Given task: Output the data exactly as it stands, starting with the line that contains "Note: indicate the low" and going on through the line that contains "<point>945,242</point>", both included.

Dataset content:
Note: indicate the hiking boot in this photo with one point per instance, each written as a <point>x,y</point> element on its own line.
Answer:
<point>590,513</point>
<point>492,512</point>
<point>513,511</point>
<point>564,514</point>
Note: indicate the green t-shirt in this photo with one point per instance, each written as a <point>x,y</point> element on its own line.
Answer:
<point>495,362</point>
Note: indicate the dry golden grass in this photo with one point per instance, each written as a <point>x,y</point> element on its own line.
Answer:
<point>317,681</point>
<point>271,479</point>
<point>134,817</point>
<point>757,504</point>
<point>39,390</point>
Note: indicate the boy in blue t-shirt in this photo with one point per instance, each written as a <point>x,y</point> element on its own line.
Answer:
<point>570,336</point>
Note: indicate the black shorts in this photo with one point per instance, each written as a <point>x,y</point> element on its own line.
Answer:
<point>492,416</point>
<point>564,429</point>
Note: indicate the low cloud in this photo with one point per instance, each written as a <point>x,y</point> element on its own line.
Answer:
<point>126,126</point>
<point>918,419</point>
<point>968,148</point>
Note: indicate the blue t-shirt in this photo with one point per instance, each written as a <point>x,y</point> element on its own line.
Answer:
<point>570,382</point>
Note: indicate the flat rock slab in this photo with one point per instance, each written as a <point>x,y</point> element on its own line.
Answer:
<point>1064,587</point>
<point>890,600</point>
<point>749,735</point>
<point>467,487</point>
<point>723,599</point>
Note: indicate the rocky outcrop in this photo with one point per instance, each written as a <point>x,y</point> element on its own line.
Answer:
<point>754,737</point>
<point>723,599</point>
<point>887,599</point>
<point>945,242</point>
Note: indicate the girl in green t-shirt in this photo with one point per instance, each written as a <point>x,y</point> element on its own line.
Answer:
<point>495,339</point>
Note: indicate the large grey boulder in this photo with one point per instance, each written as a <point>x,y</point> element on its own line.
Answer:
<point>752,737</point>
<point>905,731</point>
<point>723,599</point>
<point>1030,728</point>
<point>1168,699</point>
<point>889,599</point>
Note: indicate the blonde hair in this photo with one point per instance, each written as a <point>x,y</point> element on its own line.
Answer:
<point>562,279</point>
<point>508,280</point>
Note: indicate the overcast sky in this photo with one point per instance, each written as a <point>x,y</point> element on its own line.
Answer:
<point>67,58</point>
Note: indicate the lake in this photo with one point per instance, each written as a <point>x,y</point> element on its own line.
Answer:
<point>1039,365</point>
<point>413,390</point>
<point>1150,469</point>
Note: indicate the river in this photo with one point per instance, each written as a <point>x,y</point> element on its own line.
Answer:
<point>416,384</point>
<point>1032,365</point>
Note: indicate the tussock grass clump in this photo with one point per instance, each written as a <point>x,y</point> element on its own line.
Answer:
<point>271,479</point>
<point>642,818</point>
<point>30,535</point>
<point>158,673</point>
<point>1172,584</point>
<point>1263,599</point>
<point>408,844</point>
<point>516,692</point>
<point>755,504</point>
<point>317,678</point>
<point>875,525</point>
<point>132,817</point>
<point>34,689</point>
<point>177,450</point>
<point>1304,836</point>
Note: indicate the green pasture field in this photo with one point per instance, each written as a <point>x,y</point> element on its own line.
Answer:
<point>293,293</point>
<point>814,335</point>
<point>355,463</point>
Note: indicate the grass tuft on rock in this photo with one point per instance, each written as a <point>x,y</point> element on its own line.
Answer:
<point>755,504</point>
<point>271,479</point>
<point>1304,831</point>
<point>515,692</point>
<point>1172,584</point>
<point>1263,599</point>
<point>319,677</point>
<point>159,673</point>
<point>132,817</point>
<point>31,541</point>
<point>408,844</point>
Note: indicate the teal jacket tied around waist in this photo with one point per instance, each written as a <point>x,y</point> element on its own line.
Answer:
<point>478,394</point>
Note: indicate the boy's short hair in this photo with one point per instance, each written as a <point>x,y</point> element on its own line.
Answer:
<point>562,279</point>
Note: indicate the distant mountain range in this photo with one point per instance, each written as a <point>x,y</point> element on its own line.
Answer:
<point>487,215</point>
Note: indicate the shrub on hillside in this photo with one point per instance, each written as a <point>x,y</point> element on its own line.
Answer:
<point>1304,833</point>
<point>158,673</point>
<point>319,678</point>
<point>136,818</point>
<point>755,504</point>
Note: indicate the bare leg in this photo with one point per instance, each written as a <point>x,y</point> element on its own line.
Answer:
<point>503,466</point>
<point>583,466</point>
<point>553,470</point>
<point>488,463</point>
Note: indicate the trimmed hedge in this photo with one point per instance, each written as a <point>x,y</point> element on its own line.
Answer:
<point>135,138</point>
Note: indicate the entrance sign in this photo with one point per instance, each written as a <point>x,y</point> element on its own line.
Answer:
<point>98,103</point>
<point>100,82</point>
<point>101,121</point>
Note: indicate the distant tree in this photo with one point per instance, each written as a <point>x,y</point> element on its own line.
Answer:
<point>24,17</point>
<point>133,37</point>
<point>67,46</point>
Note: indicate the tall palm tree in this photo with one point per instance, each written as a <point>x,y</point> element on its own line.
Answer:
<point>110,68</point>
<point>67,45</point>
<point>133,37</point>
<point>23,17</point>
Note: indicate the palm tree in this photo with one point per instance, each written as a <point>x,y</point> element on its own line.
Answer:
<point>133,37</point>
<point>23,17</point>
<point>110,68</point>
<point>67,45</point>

Full solution:
Note: indicate the low cloud in this photo with one point per instance, each written as a <point>x,y</point> element on its own line.
Answer:
<point>126,126</point>
<point>918,419</point>
<point>968,148</point>
Note: indicate the blue t-shirt in this photo with one point per instance, each written as a <point>x,y</point> element on its own line.
Answer:
<point>570,382</point>
Note: indicate the flat rock slab in this photo with one point per instance, each written as a <point>x,y</point> element on its own line.
Answer:
<point>1064,587</point>
<point>890,600</point>
<point>749,735</point>
<point>467,487</point>
<point>723,599</point>
Note: indicate the rocky outcrop in this photo with one point per instance, each written as a <point>x,y</point> element on its own line.
Answer:
<point>754,737</point>
<point>723,599</point>
<point>887,599</point>
<point>945,242</point>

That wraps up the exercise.